Dataset records:

-- -- --

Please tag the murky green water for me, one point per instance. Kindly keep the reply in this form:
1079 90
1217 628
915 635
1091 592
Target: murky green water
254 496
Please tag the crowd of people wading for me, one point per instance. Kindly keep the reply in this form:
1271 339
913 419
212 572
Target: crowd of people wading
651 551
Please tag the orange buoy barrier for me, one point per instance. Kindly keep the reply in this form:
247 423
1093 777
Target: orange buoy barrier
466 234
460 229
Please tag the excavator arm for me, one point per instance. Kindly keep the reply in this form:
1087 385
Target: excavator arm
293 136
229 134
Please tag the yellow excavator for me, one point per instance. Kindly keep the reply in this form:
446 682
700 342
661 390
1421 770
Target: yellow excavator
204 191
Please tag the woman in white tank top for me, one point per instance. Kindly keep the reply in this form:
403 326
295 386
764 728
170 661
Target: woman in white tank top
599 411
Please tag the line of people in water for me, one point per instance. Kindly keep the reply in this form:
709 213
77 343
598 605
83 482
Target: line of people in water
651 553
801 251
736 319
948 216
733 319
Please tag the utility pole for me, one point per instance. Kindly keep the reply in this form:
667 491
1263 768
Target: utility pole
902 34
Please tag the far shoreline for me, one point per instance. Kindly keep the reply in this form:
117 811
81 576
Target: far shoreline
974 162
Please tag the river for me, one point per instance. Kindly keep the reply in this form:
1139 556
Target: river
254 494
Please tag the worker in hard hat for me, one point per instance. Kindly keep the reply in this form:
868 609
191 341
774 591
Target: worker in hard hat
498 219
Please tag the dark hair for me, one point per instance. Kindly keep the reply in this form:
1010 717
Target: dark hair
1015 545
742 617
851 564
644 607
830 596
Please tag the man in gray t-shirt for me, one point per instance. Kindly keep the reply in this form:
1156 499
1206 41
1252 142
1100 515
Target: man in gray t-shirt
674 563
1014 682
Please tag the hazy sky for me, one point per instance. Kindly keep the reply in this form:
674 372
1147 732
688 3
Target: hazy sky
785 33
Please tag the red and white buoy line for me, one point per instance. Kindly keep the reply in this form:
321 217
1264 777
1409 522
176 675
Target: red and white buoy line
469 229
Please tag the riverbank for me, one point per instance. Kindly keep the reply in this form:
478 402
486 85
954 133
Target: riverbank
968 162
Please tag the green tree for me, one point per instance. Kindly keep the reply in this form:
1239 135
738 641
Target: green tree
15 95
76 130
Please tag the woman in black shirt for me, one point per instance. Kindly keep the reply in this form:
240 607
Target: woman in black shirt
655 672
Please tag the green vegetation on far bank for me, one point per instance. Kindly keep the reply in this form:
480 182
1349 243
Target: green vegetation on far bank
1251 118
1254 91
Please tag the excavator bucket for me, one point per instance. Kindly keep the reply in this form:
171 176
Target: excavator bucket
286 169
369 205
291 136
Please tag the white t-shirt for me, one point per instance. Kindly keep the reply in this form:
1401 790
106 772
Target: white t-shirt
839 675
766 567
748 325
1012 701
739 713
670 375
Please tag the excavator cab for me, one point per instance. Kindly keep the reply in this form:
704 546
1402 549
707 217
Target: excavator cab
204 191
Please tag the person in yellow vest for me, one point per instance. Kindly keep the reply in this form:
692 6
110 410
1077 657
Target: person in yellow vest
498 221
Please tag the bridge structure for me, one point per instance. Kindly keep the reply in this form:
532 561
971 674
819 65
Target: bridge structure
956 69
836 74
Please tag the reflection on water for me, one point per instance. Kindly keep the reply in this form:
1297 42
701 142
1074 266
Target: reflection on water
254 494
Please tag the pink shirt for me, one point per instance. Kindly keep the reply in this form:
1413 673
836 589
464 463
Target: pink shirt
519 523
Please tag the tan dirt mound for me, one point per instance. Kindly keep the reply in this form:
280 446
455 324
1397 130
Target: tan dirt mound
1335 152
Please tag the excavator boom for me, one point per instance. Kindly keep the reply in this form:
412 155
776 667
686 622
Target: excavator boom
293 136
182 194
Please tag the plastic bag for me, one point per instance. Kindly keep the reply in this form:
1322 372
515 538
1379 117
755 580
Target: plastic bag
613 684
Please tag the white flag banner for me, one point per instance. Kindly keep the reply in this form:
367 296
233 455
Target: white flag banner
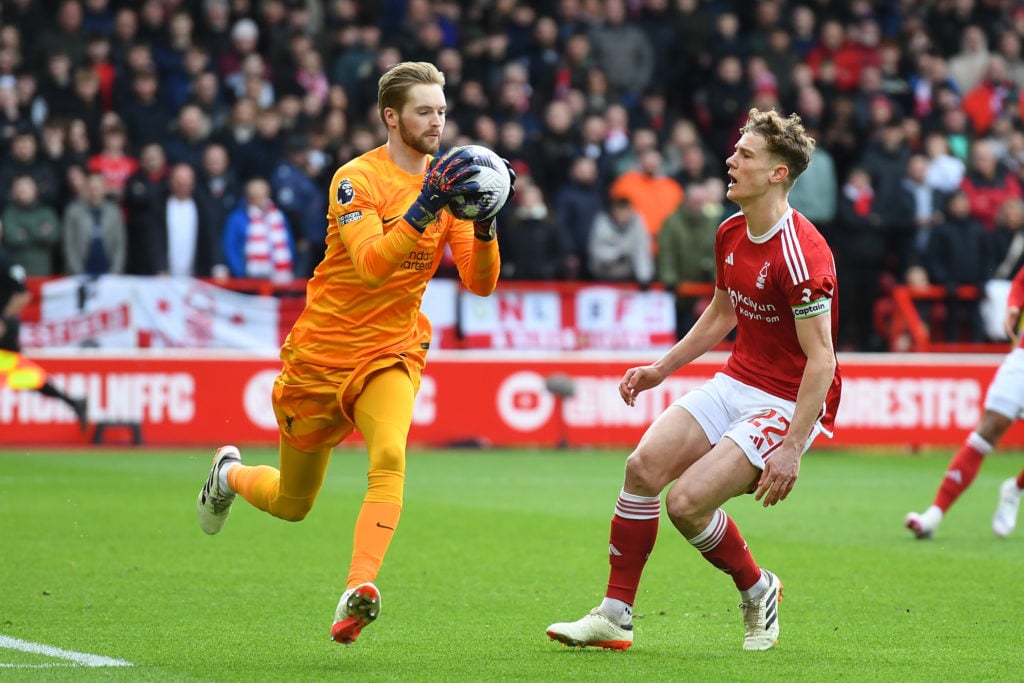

-- -- --

=== What needs to be done ===
Return each line of the data above as a JSON list of strings, one string per line, with blank lines skipped and the picture left out.

=== In response ===
[
  "Please tag the murky green water for me, one point per instance. Kindly keep the reply in this form:",
  "1079 90",
  "1217 628",
  "915 635",
  "1091 592",
  "Target: murky green water",
  "254 496",
  "Please tag the crowd of people wading for me, one point per instance. Kindly keep the reply in this form:",
  "1271 339",
  "913 419",
  "212 572",
  "Target: crowd of people wading",
  "651 551",
  "Please tag the orange buoy barrier for me, one point per instance. Kindly keep the reply in this form:",
  "247 423",
  "1093 777",
  "Target: orange buoy barrier",
  "466 234",
  "460 229",
  "Please tag the excavator arm for me, one point per instance. Kindly keep the reply in this form:",
  "1087 385",
  "Target: excavator arm",
  "293 136",
  "229 134",
  "Please tag the yellow excavator for me, one point per instance. Kindly keep the reply in this form:",
  "446 682",
  "700 342",
  "661 390",
  "1421 770",
  "Target: yellow excavator",
  "204 191",
  "Please tag the woman in white tank top for me, one point per instance. Kindly keep the reply in this form:",
  "403 326",
  "295 386",
  "764 728",
  "170 661",
  "Target: woman in white tank top",
  "599 411",
  "Please tag the line of people in water for me, one point per instance. Kindly keep the reply in this form:",
  "709 213",
  "77 343",
  "598 605",
  "83 482",
  "Target: line of people in water",
  "651 553",
  "801 251",
  "736 319",
  "948 216",
  "733 319",
  "Please tag the utility pole for me, one point per instance. Kindly keep the reply in this form:",
  "667 491",
  "1263 768",
  "Target: utility pole",
  "902 34",
  "Please tag the far shoreline for me, one point per instance. Kindly keep the reply in this form:",
  "117 811",
  "81 576",
  "Target: far shoreline",
  "974 162",
  "Please tag the river for me, one point per instance. Kindly keep the reply in this form:",
  "1139 556",
  "Target: river",
  "254 494",
  "Please tag the worker in hard hat for me, one point per instance. Kindly keep the reply in this form:",
  "868 609",
  "191 341",
  "774 591",
  "Target: worker in hard hat",
  "498 219",
  "Please tag the dark hair for me, one point per instance. Kindly keep the reply in this form:",
  "1010 717",
  "Target: dark hair",
  "1015 545",
  "742 617",
  "851 564",
  "644 607",
  "830 596",
  "Please tag the man in gray t-shirt for me, one point per instance. Kindly keep the reply in this form:",
  "1156 499",
  "1206 41",
  "1252 142",
  "1100 515",
  "Target: man in gray t-shirt",
  "674 563",
  "1014 682",
  "Please tag the hazy sky for me, one point per instance. Kindly keep the reply in this form:",
  "674 372",
  "1147 732",
  "688 3",
  "Target: hazy sky",
  "785 33",
  "Please tag the red and white buoy line for me, one point per instance. Kindly keep the reply in this form:",
  "321 217",
  "1264 777",
  "1409 522",
  "176 675",
  "Target: red and white buoy line",
  "469 229",
  "Please tag the riverbank for me, one point per instance. Kindly keep the reply in this form:",
  "478 402",
  "486 85",
  "954 133",
  "Target: riverbank",
  "968 162",
  "Please tag the green tree for me, one point per instance. Kindly keep the reply in this form:",
  "1239 135",
  "738 641",
  "Target: green tree",
  "15 95",
  "76 130",
  "Please tag the woman in black shirt for me, one point per instance. Kindly keep the reply in this form:",
  "240 607",
  "Target: woman in black shirt",
  "655 672",
  "Please tag the green vegetation on far bank for me, one point per instance. Kindly keep the reply in this form:",
  "480 182",
  "1349 243",
  "Target: green vegetation on far bank",
  "1251 118",
  "1254 91",
  "Please tag the excavator bucket for me, one point per instance. Kindly keep the reply in this form:",
  "171 176",
  "Target: excavator bucket",
  "286 169",
  "369 205",
  "291 136",
  "Please tag the white t-shirt for me, one point per instance. Kindly keep the reply in this form:",
  "1401 790",
  "106 772",
  "Target: white t-shirt",
  "839 675",
  "766 567",
  "748 325",
  "1012 701",
  "739 713",
  "670 375",
  "Please tag the excavator cab for me, one point per instance. Kindly keep the reply in this form:",
  "704 546",
  "1402 549",
  "707 217",
  "Target: excavator cab",
  "204 191",
  "Please tag the person in yellow vest for me, one point per instance. Kindly keep the reply in this form:",
  "692 6",
  "110 410",
  "1077 657",
  "Target: person in yellow vest",
  "498 221",
  "Please tag the bridge structure for me, one point per instance. Kindly keep the reply in this form:",
  "532 561",
  "971 674",
  "819 65",
  "Target: bridge structure",
  "956 69",
  "836 74",
  "Please tag the reflection on water for me, one point per instance. Kindly keep the reply in this form:",
  "1297 42",
  "701 142",
  "1074 266",
  "Target: reflection on water",
  "254 494",
  "Please tag the pink shirt for me, one point per instance. Kindly keep the reply in this form:",
  "1413 673",
  "836 589",
  "464 463",
  "Target: pink shirt",
  "519 523",
  "Please tag the tan dirt mound for me, one point per instance. Kindly keep the reply in this form:",
  "280 446",
  "455 324",
  "1397 130",
  "Target: tan dirt mound",
  "1335 152",
  "Please tag the excavator boom for me, one point per instance. Kindly keep the reply in this form:",
  "412 155",
  "776 667",
  "686 622",
  "Target: excavator boom",
  "293 136",
  "182 194",
  "Please tag the plastic bag for me, one point per instance. Kindly keep the reply in this form:",
  "1322 372",
  "515 538",
  "1379 117",
  "755 580",
  "Target: plastic bag",
  "613 684",
  "Please tag the white flag banner for me, one point per instance. Kindly keep the reply in this form:",
  "367 296",
  "233 455",
  "Target: white flag banner"
]